Early indications are that many of the rising generation — Generation Z — are reacting to some of their Generation X and millennial parents’ seemingly unmoored lives by anchoring themselves back to traditional family and organized religion.

Undeniably, the ubiquitous baby boomer generation defiantly reordered American society through their self-willed revolutions over sex, drugs, divorce, abortion, race and feminism, among others. While a couple of these revolutions perhaps were overdue and important to the welfare of the American society, others have been very destructive. The boomers’ passionate pursuit of anti-establishment protests and lifestyles extensively transformed the culture and its important underpinning institutions, including the government, education, religion and, most significantly, the family.

For example, the boomers’ consequential impact on the traditional family and organized religion has resulted in much higher rates of family breakup and the numerical decline of nearly all religions. These higher rates of dissolution and decline have had traumatic repercussions for many of the boomer children.

To compensate for being raised in a deluge of disruption, many of Generation X and millennials were overindulged by their boomer parents. The combination of disarray and entitlement these two generations were exposed to, has caused many among them to feel emotionally and spiritually adrift.

Attempts to fill the emotional and spiritual void resulting from the dissolution of the family and decline of religious discipline in their lives have left many of Generation X and millennials desperately seeking alternative paths to spiritual stability and emotional ease. Often, their chosen alternatives have failed miserably to counterbalance their parents earlier disordering of the traditional family and rejection of organized religious discipline.

While the boomers bask in their 50-year revolutionary handiworks, proudly celebrating their defiance that changed American society forever, Generation X and millennials unfortunately suffer the unanticipated destructive consequences of their parents’ insatiable thirst for upheaval — ever seeking the highs experienced during the revolutionary days of their youth.

Entries shown:
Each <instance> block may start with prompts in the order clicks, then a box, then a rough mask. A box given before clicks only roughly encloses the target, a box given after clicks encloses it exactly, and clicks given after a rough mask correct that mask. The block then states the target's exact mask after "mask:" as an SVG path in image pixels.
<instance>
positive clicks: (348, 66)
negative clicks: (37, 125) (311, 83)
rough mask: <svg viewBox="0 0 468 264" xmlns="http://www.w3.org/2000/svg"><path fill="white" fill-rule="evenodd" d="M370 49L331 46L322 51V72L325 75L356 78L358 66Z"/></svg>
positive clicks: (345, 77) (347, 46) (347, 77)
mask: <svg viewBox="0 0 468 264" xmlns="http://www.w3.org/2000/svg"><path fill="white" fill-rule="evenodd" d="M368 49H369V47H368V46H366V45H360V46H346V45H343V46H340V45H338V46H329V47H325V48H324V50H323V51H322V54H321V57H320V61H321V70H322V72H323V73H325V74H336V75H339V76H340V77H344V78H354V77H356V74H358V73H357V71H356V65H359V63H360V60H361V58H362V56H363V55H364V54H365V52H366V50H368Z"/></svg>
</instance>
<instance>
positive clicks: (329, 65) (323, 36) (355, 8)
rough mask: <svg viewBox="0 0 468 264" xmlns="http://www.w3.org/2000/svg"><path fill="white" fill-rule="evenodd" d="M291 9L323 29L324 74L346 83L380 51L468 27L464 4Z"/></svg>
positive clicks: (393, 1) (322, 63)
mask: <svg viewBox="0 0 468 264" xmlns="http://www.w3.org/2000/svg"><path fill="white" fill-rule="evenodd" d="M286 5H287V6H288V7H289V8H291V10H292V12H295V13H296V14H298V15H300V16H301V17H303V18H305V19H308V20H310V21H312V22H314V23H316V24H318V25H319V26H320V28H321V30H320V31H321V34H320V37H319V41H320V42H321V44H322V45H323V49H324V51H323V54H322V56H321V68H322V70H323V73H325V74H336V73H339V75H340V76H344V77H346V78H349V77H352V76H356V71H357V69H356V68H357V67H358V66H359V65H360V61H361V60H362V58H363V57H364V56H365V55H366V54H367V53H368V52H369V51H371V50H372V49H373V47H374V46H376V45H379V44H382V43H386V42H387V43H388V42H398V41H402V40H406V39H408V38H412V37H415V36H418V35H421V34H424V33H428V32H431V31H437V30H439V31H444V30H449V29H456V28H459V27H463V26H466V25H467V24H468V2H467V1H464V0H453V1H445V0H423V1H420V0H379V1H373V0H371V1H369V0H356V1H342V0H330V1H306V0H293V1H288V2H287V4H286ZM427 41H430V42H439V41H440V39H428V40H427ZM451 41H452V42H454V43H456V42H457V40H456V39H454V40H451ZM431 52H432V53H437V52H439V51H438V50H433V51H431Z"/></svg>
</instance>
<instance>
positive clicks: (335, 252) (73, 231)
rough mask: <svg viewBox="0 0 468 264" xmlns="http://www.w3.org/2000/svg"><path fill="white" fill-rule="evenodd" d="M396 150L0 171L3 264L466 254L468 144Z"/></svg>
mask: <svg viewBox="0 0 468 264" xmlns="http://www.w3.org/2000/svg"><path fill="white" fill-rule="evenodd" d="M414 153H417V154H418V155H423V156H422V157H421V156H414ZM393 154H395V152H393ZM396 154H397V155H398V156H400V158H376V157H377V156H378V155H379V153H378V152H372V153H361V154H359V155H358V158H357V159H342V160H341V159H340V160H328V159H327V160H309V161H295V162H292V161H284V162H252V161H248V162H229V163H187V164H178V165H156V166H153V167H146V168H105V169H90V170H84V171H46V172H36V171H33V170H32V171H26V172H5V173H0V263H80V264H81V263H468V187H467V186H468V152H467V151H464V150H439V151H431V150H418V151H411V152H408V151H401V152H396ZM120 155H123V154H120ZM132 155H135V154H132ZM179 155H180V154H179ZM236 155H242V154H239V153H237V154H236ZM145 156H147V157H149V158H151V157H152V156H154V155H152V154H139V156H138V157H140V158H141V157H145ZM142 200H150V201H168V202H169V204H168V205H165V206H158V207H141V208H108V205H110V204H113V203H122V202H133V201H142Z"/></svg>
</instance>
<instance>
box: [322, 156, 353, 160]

What to work on:
1. In the text on generations, which institution does the writer say the baby boomers' protests and lifestyles transformed most significantly?
2. Carry on writing the text on generations from its last sentence.
The listing is separate material and has no connection to the text on generations.

Answers:
1. The family.

2.
In the midst of constant chaos and confusion created by the self-indulging boomers, some are looking beyond Generation X and millennials, placing hope in the rising Generation Z, anticipating a new “Great Awakening” that will help stabilize the American society. There is hope Generation Z is destined to save America from the calamitous consequences of their grandparents’ narcissistic compulsion for disruption that has dominated and depressed their unwitting parents.

Early studies suggest that Generation Z is more independent, responsible and even a shade more conservative than their Generation X and millennial parents. In fact, some sociologists are suggesting they are more like the G.I. generation — the “Greatest Generation” ever. If, in fact, Generation Z turns out to be even slightly more community oriented, family focused and religious, it could actually accomplish what its Generation X and millennial parents couldn’t and its boomer grandparents wouldn’t.

Generation Z’s predicted greatness could very well rescue America from the damage of their boomer grandparents, who even today are politically overwhelming the nation with their bombastic excesses, boastfully chanting, “We will make America great again,” while refusing to accept responsibility for wrecking it in the first place and weakening many of their own children along with it.

With its size, unprecedented diversity and sense of equality, Generation Z could bring unparalleled stability, peace and prosperity to all of America. Perhaps, Generation Z, with all its potential, will at the right moment in history prove worthy of the eventual and inevitable trust placed in it by all those who truly do want America to be great again, and not just for the privileged few but for all.

Stuart Reid

Stuart C. Reid, Ogden, is a penitent baby boomer with Generation Z grandchildren.